EXERCISE AIM:
Keep the wording of every entry exactly as it is while leaving the pictures out of your copy.

AVAILABLE DATA:
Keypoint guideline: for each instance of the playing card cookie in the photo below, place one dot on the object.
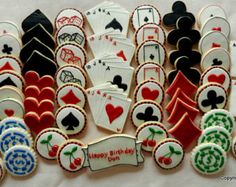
(216, 75)
(69, 16)
(145, 14)
(71, 33)
(144, 111)
(48, 142)
(149, 90)
(151, 133)
(168, 153)
(151, 51)
(150, 31)
(150, 71)
(211, 96)
(71, 119)
(70, 53)
(71, 157)
(20, 160)
(208, 158)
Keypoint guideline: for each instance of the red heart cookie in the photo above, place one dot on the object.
(113, 112)
(36, 123)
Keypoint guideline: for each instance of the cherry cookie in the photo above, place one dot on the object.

OUTPUT OF THE EXERCISE:
Keypoint guideline: for each instance of the playing card cookie in the photo below, place one dot on the object.
(216, 75)
(69, 16)
(145, 14)
(71, 33)
(144, 111)
(48, 142)
(149, 90)
(151, 133)
(168, 153)
(151, 51)
(150, 31)
(150, 71)
(211, 96)
(71, 119)
(70, 53)
(71, 157)
(20, 160)
(208, 158)
Keypoint guideline: for each instance of the red heart cookie in the photo above, place one dot on the object.
(113, 112)
(36, 123)
Keypoint guideline: for each instance of the cherry cookie in the photo above, place one dot on the object.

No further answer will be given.